*Amaç*.
Seçilmiş bölümde “İsimlerini saydığımız gençler” sözleriyle başlayan paragrafı, ana bilgilerini koruyarak kısa bir madde listesine dönüştürün.

··· Seçilmiş bölüm ···

Mescitler örgütleme merkezi
Gençler Hanifi ile Haznedar’da bulunan Kemal Kaya İlköğretim Okulu etrafında toplanıyor. IŞİD’in ilçede eleman örgütleme merkezi olarak kullanılan Hz. Hamza Mescidi’nde namaz kılınıyor. Ancak namazın kılınması için imamın mescitten çıkması bekleniyor. Buna gerekçe olarak ise “Devletin imamının arkasında namaz kılmayız” görüşü savunuluyor. Gençler mescitte “din eğitimi ve Kuran kursu” adı altında “cihada” hazırlanıyor.
Emniyet: Bir şey yapamayız
İsimlerini saydığımız gençler yaklaşık bir ay önce gizlice evden kaçarak Suriye’ye gitti. Kimi ailesine telefonla ulaşıp “Gaziantep’teyim Suriye’ye gidiyorum” dedi, kimisi de bir not bırakarak uzaklaştı. Gençlerin aileleri şimdi her yolu deneyerek çocuklarına ulaşmaya çalışıyor. Emniyete giden ailelere “Biz bir şey yapamayız” denildiği ifade ediliyor.
Boyunlarına ‘cennetin anahtarı’nı takıyorlar
Suriye’ye giden gençlerden Osman Bilgiç’in babası oğlunun ardından düşmüş yollara. Kendisine ulaşamıyoruz. Giden birçok gencin ailesi ise güvenlik gerekçesiyle isimlerini vermekten kaçınıyor.

··· Veri listesi ···

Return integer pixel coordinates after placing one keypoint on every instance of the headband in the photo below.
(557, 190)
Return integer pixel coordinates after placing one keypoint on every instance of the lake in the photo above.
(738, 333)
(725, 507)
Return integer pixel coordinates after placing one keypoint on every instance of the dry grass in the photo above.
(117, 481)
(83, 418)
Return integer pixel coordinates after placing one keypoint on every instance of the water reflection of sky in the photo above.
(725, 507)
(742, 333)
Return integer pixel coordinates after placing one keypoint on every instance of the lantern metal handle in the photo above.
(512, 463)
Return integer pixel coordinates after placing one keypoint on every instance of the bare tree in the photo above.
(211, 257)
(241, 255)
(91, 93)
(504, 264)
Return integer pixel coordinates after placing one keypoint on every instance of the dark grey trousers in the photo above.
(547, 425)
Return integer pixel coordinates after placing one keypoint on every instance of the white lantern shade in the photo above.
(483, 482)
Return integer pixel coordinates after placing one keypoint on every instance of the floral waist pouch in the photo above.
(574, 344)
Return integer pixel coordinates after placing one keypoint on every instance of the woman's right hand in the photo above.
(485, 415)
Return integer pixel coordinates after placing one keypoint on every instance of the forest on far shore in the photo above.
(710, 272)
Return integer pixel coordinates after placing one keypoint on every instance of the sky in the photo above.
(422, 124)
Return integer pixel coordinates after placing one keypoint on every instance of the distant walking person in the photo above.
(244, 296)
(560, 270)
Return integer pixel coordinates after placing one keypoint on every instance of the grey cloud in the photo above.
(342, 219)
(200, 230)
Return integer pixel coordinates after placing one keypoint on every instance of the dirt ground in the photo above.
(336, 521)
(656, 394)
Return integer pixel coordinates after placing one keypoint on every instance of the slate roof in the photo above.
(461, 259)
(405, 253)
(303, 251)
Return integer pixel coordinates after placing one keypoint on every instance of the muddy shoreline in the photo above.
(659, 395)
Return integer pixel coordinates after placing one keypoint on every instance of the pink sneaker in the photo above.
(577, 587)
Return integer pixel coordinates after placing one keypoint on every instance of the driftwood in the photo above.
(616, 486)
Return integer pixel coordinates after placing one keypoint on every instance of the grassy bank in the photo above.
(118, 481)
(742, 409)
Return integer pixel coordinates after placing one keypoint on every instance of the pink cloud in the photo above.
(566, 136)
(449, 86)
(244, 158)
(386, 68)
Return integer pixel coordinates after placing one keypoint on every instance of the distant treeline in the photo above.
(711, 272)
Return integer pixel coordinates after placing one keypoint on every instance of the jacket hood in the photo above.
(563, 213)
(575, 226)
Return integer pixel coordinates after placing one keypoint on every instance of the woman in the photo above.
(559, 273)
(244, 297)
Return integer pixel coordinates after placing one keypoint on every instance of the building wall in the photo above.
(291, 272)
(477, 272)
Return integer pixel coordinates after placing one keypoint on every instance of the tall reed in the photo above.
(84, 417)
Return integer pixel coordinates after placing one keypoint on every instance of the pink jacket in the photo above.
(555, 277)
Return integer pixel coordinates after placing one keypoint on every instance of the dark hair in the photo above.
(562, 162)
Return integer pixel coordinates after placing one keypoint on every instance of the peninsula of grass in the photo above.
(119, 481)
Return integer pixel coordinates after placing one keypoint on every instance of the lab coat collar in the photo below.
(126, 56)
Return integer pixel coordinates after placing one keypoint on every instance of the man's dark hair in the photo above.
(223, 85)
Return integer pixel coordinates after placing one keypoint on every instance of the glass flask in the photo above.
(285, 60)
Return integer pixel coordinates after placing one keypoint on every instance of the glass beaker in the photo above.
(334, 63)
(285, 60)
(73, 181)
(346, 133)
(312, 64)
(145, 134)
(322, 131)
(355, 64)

···

*Görevin çözümü*.
- Gençler yaklaşık bir ay önce gizlice evden kaçıp Suriye'ye gitti.
- Bazıları ailesini telefonla arayıp “Gaziantep'teyim Suriye'ye gidiyorum” dedi, bazıları da not bırakıp ayrıldı.
- Aileler çocuklarına ulaşmak için her yolu deniyor.
- Emniyete başvuran ailelere “Biz bir şey yapamayız” denildiği belirtiliyor.